Report only how many lines in the material contain "white".

● ● ● ●

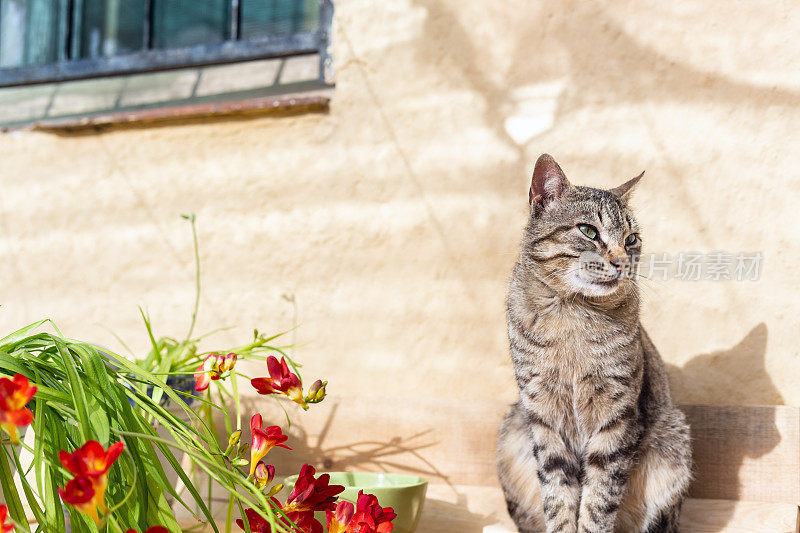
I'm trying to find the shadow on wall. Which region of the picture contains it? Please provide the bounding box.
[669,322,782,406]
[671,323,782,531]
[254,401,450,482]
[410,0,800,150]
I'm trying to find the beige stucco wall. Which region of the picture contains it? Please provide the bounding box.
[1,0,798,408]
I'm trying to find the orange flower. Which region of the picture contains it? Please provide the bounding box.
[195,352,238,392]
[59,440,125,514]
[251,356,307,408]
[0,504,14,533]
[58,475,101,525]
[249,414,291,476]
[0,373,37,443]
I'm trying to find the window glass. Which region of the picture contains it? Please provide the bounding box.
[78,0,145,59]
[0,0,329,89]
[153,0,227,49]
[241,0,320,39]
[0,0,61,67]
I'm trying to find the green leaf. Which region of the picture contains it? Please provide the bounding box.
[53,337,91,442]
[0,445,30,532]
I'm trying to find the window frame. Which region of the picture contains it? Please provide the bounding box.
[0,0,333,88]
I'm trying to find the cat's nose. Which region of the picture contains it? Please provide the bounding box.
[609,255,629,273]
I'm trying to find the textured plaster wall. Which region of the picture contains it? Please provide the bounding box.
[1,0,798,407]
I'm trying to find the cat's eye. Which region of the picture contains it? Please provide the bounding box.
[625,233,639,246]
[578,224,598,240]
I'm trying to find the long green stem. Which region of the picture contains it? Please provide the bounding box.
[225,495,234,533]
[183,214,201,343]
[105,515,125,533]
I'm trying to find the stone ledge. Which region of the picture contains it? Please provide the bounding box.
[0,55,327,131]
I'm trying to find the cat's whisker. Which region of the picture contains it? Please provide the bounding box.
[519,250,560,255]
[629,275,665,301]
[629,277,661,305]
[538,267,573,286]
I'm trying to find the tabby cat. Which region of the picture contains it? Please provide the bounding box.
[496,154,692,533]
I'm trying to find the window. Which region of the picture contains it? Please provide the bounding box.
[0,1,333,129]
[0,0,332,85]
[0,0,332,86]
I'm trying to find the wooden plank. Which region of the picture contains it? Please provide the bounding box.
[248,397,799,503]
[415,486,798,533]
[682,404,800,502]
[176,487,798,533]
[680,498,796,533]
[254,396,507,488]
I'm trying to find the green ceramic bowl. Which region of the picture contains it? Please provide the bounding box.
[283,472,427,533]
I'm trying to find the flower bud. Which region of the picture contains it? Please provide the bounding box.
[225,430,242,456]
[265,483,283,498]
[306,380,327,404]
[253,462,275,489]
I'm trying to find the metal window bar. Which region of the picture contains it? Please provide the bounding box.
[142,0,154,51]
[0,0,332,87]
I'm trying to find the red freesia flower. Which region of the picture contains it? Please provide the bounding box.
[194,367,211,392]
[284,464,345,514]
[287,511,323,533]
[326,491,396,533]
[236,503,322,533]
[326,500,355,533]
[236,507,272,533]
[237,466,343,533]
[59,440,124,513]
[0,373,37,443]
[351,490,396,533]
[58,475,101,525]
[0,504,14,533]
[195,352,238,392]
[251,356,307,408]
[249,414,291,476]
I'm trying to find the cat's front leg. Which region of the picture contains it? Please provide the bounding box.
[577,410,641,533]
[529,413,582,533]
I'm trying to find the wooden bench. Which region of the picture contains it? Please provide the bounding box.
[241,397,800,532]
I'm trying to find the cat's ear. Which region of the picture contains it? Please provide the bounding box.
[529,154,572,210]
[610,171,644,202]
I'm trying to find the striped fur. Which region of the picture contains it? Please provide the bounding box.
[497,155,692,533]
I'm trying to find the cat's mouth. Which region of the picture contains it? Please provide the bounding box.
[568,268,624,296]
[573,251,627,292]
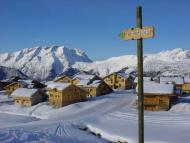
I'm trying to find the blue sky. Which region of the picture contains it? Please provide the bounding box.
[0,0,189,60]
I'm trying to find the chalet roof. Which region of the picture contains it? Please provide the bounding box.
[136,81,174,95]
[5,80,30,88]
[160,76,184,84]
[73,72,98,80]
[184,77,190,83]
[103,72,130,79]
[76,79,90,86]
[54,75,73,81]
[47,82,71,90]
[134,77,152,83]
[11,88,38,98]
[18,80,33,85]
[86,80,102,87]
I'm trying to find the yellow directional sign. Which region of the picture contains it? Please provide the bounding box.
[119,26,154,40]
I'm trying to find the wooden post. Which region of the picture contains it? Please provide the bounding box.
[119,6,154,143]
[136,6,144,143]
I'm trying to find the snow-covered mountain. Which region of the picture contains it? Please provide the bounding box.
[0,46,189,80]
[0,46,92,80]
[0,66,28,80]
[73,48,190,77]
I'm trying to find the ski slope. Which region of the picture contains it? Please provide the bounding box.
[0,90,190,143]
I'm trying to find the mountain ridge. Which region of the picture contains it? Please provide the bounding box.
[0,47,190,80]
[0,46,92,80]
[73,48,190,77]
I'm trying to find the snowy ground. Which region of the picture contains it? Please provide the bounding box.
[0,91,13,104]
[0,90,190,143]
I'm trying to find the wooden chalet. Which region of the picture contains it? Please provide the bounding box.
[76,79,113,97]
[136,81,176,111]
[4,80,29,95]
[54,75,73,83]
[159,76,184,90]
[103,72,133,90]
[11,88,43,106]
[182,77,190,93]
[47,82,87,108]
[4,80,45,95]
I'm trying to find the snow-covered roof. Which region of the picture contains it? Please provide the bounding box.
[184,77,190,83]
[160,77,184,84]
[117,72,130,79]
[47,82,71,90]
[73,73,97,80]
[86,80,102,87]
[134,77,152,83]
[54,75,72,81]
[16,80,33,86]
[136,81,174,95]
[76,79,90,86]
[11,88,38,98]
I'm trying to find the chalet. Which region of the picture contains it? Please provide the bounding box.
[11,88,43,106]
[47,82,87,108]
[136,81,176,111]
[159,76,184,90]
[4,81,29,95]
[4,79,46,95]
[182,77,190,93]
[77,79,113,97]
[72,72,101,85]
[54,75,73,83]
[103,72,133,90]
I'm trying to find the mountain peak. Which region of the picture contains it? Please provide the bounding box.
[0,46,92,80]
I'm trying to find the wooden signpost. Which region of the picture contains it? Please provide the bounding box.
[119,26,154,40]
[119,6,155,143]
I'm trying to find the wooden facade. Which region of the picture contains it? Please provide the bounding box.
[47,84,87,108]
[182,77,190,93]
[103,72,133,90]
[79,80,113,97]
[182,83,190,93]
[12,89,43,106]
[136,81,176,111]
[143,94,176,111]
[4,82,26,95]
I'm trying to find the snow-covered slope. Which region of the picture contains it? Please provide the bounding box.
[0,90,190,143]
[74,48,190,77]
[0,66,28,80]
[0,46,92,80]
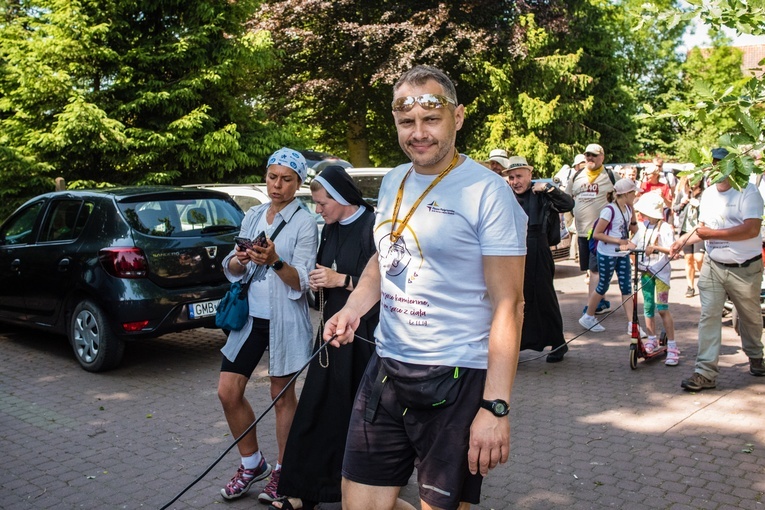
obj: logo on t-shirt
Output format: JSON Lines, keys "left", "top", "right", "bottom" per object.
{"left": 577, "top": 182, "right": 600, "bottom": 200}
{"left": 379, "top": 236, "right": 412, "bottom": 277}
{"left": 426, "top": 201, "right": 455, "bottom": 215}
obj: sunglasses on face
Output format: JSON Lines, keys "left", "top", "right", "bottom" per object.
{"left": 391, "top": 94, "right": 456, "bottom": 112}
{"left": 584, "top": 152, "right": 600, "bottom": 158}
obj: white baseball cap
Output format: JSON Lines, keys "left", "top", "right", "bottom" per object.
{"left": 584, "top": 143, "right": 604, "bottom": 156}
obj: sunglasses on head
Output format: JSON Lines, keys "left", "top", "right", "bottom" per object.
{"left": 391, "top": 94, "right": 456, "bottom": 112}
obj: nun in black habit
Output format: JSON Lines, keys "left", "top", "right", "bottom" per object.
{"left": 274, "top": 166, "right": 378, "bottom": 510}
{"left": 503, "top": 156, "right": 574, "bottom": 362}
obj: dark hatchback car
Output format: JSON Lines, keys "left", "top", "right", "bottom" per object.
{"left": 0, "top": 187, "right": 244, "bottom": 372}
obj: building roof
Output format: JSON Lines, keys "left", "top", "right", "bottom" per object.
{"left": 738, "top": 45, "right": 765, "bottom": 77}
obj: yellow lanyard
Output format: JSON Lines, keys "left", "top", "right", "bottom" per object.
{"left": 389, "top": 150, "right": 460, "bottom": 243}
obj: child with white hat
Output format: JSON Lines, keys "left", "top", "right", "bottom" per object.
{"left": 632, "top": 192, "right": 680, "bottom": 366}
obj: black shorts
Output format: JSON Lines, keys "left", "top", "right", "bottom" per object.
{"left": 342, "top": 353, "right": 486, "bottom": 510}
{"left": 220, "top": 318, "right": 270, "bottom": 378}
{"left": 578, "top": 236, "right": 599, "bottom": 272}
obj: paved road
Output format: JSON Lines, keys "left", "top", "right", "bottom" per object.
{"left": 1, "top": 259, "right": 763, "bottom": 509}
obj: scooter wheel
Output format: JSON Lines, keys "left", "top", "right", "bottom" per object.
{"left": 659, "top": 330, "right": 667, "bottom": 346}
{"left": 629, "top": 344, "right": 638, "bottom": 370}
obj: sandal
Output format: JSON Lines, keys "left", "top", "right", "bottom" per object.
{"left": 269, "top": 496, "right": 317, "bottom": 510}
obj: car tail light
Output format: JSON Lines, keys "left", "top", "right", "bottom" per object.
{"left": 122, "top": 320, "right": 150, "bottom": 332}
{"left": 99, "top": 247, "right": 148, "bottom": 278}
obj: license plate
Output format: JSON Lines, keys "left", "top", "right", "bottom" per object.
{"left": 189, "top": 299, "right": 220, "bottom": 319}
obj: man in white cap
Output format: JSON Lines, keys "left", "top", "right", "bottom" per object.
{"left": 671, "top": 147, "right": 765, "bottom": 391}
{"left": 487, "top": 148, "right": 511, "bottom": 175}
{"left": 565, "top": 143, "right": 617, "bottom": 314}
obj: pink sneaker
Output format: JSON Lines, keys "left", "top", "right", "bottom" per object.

● ● ● ●

Result for this task> 3